Los hijos de la revolución iraní que lucharon por reformar el austero régimen islámico han tirado la toalla
Las ilusiones de la Generación J han terminado en el exilio, la cárcel o la resignación
Nacieron en torno a la revolución de 1979, crecieron en los difíciles tiempos de la guerra con Irak y entraron en la edad adulta en medio del entusiasmo de la llegada al Gobierno de un presidente que prometía reformar el austero sistema teocrático y ampliar las libertades personales. Luego, el cierre de filas del régimen ahogó sus esperanzas, participaron en la mayor movilización social desde la fundación de la República Islámica y pagaron su atrevimiento con la cárcel, el exilio o el silencio político. Hoy, muchos han tirado la toalla decepcionados con la falta de voluntad regeneradora de las élites gobernantes, la corrupción y el deterioro económico.
Farzaneh ve su vida como una montaña rusa. Ella era una de aquellas jóvenes que se iban a comer si no el mundo, al menos su país. Los dos mandatos del reformista Mohammad Jatamí (1997-2005) les habían dado alas y vieron la libertad al alcance de la mano. Entonces llegó el fundamentalista Mahmud Ahmadineyad (2005-2013) y se cerraron las compuertas. Participó en las protestas contra su reelección en 2009, convencida de que hubo trampa. Hasta que se tornaron violentas y optó por replegarse a su familia y su trabajo.
Hoy, a punto de cumplir 40 años, esta administrativa, casada y sin hijos, recuerda aquellos días con nostalgia. “Entonces teníamos lugares de encuentro, donde compartíamos las ilusiones de cambio. Ahora ni siquiera existe esa posibilidad: la situación económica es tan apremiante que no tenemos tiempo ni ganas de más”, admite desilusionada no solo con el Gobierno de Hasan Rohaní sino con el sistema. Es el estado general de la que se bautizó como Generación J (por los dos líderes supremos que han conocido, Jomeiní y Jameneí), los nacidos entre 1975 y 1989.

- **Filas**:
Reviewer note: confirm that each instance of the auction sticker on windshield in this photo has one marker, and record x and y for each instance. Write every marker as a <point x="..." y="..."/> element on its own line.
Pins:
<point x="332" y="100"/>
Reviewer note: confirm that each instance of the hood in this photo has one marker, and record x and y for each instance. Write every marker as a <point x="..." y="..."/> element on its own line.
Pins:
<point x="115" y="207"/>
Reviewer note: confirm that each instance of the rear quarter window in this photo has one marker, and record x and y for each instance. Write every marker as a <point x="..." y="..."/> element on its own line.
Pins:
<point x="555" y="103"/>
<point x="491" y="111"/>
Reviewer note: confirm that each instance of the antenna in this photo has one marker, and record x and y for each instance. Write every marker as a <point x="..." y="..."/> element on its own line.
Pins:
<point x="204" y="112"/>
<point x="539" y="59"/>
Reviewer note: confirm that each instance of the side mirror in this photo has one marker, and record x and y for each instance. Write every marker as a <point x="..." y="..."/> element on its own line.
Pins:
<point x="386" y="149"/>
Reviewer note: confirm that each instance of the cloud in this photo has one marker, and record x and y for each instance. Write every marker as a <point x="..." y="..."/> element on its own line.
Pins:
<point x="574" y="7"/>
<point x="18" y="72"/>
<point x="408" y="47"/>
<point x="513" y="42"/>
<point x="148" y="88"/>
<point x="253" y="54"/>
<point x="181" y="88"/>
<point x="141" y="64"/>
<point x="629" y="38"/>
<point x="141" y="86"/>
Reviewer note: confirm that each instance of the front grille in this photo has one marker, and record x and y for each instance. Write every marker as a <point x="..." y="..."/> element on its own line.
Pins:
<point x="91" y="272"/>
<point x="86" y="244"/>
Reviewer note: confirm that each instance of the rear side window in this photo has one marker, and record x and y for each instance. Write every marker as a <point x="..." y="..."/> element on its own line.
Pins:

- **Instrucciones**:
#1 Reproduce sin cambios el pasaje del texto sobre la Generación J que arranca en "Hoy, a punto" y continúa hasta "1975 y 1989.".
#2 Según el texto sobre la Generación J, ¿a qué se debe el nombre de esa generación? Explícalo en una a tres oraciones.
#3 Retoma el texto sobre la Generación J y prosíguelo a partir de su última oración.
Las entradas no intervienen en absoluto en este trabajo.

- **Respuestas por tarea**:
#1
Hoy, a punto de cumplir 40 años, esta administrativa, casada y sin hijos, recuerda aquellos días con nostalgia. “Entonces teníamos lugares de encuentro, donde compartíamos las ilusiones de cambio. Ahora ni siquiera existe esa posibilidad: la situación económica es tan apremiante que no tenemos tiempo ni ganas de más”, admite desilusionada no solo con el Gobierno de Hasan Rohaní sino con el sistema. Es el estado general de la que se bautizó como Generación J (por los dos líderes supremos que han conocido, Jomeiní y Jameneí), los nacidos entre 1975 y 1989.

#2 Se la bautizó así por los dos líderes supremos que han conocido, Jomeiní y Jameneí.

#3
El mismo sentimiento de frustración expresa Humam, pequeño comerciante que regenta tres tiendas de ropa de hombre en el centro comercial Andiseh, en el barrio teheraní de Seyed Khandan. “Sí, desgraciadamente, soy un hijo de la revolución”, admite. A sus 42 años sabe que si se compara con otros no está tan mal, pero esperaba más de su vida y de su país. “Empecé de aprendiz en el Gran Bazar hace 22 años y todo es fruto de mi trabajo, nadie me ha ayudado”, subraya.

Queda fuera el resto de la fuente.